• _The input_:
---

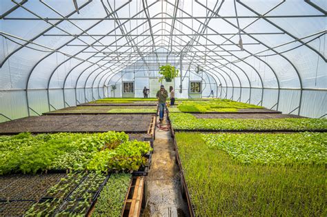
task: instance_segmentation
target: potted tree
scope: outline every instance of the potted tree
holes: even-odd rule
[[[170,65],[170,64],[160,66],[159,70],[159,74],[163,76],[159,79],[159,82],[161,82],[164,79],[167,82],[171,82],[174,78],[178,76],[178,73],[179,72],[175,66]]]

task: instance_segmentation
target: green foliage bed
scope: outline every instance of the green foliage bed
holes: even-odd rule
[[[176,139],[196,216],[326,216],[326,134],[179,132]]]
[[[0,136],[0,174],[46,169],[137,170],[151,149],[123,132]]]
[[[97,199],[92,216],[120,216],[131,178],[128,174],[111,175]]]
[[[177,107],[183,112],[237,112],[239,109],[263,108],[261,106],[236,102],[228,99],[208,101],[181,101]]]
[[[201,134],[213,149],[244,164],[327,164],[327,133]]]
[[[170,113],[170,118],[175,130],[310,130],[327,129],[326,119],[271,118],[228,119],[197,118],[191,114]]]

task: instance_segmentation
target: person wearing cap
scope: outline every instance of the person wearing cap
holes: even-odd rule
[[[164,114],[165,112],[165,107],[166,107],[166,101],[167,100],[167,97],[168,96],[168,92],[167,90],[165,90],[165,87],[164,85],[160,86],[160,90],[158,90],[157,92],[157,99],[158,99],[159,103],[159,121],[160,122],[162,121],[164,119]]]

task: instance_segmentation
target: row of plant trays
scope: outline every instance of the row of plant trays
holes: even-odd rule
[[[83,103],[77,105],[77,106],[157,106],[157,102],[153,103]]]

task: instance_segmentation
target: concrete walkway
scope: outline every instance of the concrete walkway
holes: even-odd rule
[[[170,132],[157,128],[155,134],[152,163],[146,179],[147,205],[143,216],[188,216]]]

---

Write out word for word the entries from their very beginning through the line containing "[[[83,103],[77,105],[77,106],[157,106],[157,102],[153,103]]]", with both ends included. Leave the picture out of your copy.

task: instance_segmentation
target: potted tree
scope: outline every instance of the potted tree
holes: even-odd rule
[[[170,65],[170,64],[160,66],[159,70],[159,74],[163,76],[159,79],[159,82],[161,82],[164,79],[167,82],[171,82],[174,78],[178,76],[178,73],[179,72],[175,66]]]

task: instance_segmentation
target: green foliage bed
scope: outline every instance of the green foliage bed
holes: even-odd rule
[[[176,139],[196,216],[326,216],[326,134],[179,132]]]
[[[0,136],[0,174],[46,169],[137,170],[151,149],[123,132]]]
[[[97,199],[92,216],[120,216],[131,178],[128,174],[111,175]]]
[[[177,107],[183,112],[237,112],[239,109],[263,108],[261,106],[236,102],[228,99],[208,101],[181,101]]]
[[[201,134],[213,149],[244,164],[327,164],[327,133]]]
[[[170,113],[170,118],[175,130],[310,130],[327,129],[326,119],[271,118],[228,119],[197,118],[191,114]]]

task: instance_segmentation
target: person wearing cap
scope: outline every instance of the person wearing cap
holes: even-odd rule
[[[164,114],[165,112],[165,107],[166,107],[166,101],[167,100],[167,97],[168,96],[168,92],[167,90],[165,90],[165,87],[164,85],[160,86],[160,90],[158,90],[157,92],[157,99],[158,99],[159,103],[159,121],[160,122],[162,121],[164,119]]]

task: instance_segmentation
target: row of plant trays
scope: outline every instance of the row of plant trays
holes: even-odd rule
[[[83,103],[77,105],[77,106],[157,106],[157,102],[153,103]]]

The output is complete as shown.